> **SOURCE PASSAGE**
----------
Even better, abolish the "one man, one vote" system. That's great as long as there are 2 parties, but to actually get accurate results you either need N-1 "approval" votes per N choices, or have the voters rank their choices and do instant runoffs until someone wins Otherwise you can have a situation in which 79% of the people like 4 candidates and hate 1, and then split their votes among those 4 and the one they hate withs with 21% of the vote.
Comparatively, to equal the level of representation in France, we'd have to have nearly 3,000 people in the House, which is roughly the number of delegates to the National People's Congress in China and they seem to be doing just fine. Granted, it's much easier to count unanimous votes...
Warren D. Smith, the Princeton math Ph.D. who was featured in a recent article on Range Voting, has looked at this issue. http://rangevoting.org/Apportion.html http://rangevoting.org/SplitLR.html
I'm surprised the article could discuss the mathematics of this without bringing up the Alabama paradox of 1880. It's an interesting example of how, using otherwise correct and normal mathematical distribution, increasing the number of seats in the House can actually decrease the representatives for a specific state.
As with the many complaints over video-poker style electronic voting machines, here is one more example of yes, we have the technology lets use it for something. Really, running through 380+ iterations to find some functional minimum is nice, but to label this functional minimum with a title of "Least Unfair" is a good shot of hubris on the mathematicians part. Remember, good government runs with; "A Day, A Dollar, A Pencil, A Paper" His method just blows out of the water a citizens ability to understand the process entirely. May as well pull it out of a hat and tell the people that FSM created a magic formula... just for the Good Olde USA, cause FSM is just that kind of noodly-good kinda deity.
Why does each state have to have an integer number of representatives? Why can't you just take the perfect number of citizens per district and divide the country up so each voting district is exactly that size, even if it has to cross state borders. With regards exact methods of election, the system used in the state in which the largest part of the district is found would be used. Thus each district is exactly the right size and everyone is represented equally.
Another solution would be forced resettlement of randomly chosen citizens from one state to another so as to make up the numbers exactly, which would probably be easier from an administrative standpoint.
----------
> **SHORT PROBLEM A**
In the comments on apportionment above, what paradox does one commenter say the article should have brought up?
> **SHORT PROBLEM B**
Name every country that the comments on apportionment mention by name.

> **SUPPLIED MATERIAL**
----------
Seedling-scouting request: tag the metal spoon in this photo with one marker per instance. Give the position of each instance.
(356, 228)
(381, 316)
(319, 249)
----------
> **CORRECT RESULT A**
The Alabama paradox of 1880.

> **CORRECT RESULT B**
France, China, and the USA.